EXERCISE AIM: Look through the data below. Collect every line where the word "truck" occurs.

*** Block opens ***

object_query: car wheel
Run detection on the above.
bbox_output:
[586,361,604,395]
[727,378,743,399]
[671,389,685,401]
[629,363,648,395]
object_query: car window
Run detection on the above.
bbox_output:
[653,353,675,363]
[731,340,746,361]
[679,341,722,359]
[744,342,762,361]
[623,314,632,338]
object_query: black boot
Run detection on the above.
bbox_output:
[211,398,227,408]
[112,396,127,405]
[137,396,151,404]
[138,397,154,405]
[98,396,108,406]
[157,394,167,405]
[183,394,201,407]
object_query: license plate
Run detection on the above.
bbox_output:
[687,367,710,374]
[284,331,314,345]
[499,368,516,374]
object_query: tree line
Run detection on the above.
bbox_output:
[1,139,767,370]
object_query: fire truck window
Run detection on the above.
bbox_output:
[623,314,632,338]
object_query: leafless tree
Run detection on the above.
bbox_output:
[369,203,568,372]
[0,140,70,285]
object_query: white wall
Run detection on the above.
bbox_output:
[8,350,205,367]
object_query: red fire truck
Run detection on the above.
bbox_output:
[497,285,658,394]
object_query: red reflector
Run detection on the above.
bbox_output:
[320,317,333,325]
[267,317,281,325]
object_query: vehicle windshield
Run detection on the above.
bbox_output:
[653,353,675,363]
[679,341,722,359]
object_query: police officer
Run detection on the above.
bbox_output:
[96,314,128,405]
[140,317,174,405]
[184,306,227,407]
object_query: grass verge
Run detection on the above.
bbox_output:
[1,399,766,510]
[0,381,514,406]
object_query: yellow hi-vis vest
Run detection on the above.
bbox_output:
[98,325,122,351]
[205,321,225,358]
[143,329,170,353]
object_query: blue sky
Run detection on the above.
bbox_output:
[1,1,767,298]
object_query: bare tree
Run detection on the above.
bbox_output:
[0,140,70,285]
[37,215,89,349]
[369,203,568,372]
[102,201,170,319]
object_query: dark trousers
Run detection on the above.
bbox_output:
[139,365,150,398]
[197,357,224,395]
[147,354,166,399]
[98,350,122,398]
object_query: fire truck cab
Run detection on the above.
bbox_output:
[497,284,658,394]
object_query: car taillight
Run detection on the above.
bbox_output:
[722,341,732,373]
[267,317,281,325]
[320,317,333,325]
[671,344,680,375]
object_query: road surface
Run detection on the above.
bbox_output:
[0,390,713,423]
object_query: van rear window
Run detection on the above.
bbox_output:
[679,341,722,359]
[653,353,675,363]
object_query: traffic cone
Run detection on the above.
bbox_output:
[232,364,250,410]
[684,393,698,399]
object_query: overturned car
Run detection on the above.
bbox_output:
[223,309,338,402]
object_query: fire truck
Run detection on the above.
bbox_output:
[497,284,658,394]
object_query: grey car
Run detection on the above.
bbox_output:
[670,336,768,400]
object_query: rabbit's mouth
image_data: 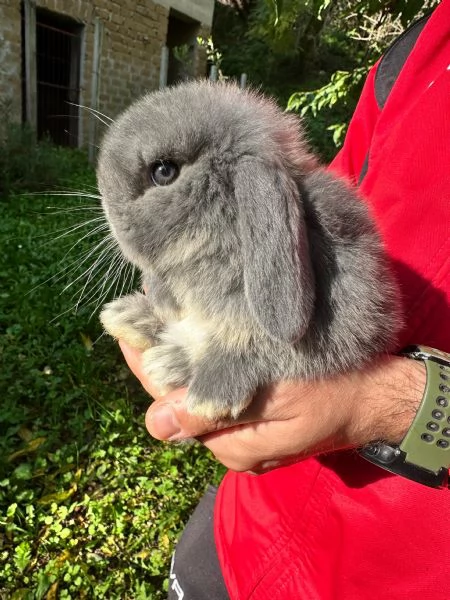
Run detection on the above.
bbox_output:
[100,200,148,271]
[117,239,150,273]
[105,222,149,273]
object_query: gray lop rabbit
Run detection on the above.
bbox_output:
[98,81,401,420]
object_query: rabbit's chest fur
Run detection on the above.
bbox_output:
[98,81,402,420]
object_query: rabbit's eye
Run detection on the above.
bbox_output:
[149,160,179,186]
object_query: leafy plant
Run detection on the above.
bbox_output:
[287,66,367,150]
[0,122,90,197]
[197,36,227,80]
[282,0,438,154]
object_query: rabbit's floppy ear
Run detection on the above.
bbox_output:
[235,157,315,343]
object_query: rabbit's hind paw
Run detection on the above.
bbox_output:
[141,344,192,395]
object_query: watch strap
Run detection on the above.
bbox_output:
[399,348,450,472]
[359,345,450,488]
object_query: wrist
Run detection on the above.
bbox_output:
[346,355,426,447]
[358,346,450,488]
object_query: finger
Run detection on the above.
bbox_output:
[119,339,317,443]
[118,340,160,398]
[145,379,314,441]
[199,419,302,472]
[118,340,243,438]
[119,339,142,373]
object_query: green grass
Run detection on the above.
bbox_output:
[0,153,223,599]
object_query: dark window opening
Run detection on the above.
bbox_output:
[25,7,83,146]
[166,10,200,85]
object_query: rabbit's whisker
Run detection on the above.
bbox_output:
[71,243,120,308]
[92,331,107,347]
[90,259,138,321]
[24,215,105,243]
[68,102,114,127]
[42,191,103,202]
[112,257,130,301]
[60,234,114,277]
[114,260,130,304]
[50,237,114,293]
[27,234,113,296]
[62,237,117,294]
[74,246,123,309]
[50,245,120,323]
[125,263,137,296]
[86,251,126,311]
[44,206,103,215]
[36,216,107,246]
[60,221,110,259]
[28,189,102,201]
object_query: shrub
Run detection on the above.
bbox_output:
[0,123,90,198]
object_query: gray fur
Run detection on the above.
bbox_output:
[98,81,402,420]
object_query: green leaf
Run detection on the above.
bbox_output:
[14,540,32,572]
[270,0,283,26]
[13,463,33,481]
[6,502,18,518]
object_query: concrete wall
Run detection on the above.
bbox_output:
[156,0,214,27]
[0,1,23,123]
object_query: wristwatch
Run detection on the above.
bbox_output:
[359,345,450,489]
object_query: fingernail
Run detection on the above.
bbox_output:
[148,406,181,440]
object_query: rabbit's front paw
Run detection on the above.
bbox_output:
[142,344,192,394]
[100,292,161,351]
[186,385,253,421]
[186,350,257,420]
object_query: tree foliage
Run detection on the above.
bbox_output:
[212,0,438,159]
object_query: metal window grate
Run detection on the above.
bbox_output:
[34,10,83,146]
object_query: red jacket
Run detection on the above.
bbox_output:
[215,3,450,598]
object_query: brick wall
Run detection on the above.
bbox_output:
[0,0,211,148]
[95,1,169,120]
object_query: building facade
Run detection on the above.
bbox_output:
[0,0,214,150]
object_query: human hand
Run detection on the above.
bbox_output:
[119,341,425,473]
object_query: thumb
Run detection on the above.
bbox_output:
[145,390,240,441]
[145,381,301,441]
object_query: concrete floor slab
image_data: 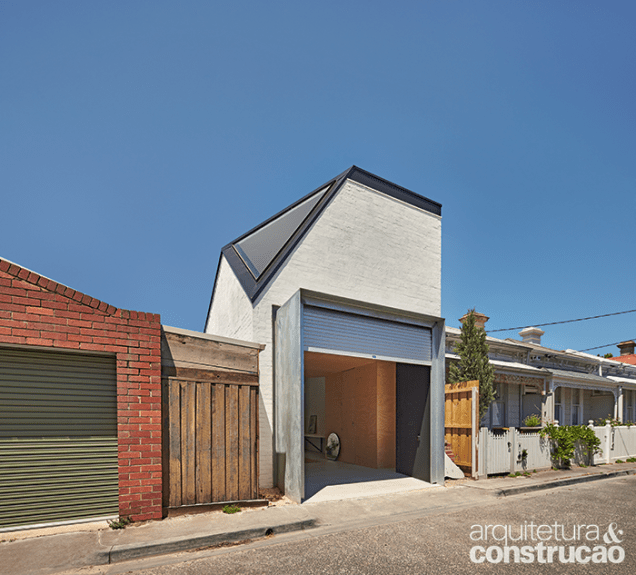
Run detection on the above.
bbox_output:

*** Block closes ***
*** Block opens ***

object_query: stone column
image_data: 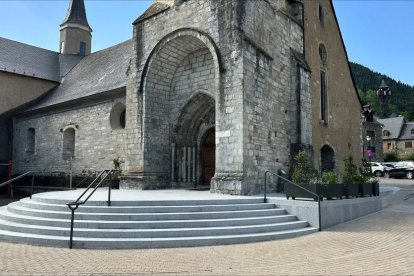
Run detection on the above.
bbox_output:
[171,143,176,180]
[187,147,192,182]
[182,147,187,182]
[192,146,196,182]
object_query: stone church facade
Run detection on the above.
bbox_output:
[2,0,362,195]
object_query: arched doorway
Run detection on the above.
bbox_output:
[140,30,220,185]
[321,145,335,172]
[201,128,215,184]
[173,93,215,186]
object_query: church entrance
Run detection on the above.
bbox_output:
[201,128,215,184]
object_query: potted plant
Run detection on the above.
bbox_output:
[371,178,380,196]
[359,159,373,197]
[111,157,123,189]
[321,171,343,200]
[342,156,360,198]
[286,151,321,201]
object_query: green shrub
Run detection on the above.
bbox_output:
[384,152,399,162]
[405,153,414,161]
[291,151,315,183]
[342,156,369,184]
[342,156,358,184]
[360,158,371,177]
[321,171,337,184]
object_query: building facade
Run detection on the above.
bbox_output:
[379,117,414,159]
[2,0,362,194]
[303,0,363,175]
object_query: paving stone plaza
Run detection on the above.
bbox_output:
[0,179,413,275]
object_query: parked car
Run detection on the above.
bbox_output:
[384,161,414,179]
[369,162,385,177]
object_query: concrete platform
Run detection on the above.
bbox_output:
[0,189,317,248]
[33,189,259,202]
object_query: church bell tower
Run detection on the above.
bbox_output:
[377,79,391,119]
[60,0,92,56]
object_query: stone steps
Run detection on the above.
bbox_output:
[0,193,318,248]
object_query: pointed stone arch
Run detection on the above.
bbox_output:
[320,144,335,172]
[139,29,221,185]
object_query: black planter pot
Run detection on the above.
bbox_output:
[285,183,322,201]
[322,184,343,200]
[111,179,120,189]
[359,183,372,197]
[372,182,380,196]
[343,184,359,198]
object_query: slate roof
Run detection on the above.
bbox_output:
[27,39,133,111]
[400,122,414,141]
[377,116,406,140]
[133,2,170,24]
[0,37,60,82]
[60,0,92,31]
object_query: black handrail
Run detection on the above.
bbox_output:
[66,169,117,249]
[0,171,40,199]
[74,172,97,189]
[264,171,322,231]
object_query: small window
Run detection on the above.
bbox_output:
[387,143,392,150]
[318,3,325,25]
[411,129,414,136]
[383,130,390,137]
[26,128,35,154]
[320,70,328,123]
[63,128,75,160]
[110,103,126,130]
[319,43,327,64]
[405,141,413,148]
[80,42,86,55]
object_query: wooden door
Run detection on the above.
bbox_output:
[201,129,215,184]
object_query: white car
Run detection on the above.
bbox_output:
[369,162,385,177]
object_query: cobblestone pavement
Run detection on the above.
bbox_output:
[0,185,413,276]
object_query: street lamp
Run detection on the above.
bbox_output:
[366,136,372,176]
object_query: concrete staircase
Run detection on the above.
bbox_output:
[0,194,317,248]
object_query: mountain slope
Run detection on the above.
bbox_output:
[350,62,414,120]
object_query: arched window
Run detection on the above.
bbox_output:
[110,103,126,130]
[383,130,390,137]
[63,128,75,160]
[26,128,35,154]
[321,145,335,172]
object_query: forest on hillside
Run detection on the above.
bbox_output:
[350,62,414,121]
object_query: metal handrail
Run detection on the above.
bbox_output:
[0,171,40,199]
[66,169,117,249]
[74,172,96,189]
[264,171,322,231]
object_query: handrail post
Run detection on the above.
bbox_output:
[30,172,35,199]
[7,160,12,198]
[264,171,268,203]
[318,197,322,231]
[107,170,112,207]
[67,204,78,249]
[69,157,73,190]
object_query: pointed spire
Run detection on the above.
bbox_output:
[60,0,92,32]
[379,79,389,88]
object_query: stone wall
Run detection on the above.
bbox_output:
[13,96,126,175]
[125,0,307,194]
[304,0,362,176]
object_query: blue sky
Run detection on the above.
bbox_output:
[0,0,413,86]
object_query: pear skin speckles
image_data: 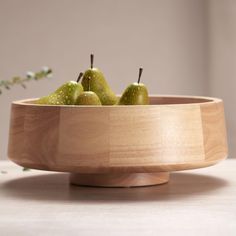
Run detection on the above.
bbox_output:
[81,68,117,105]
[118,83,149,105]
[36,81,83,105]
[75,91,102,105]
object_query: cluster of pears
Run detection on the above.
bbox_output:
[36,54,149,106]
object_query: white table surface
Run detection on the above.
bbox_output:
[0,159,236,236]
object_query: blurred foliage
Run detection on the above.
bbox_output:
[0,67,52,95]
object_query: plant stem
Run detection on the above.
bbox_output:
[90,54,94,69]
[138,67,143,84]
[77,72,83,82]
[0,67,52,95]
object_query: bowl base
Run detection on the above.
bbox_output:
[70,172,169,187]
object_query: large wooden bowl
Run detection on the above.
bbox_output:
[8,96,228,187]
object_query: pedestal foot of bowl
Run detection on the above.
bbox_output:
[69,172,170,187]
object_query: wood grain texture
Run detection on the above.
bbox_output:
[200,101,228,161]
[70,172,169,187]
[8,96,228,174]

*** Block closes ***

TASK ANSWER:
object_query: fire truck window
object_query: red fire truck
object_query: fire truck cab
object_query: fire truck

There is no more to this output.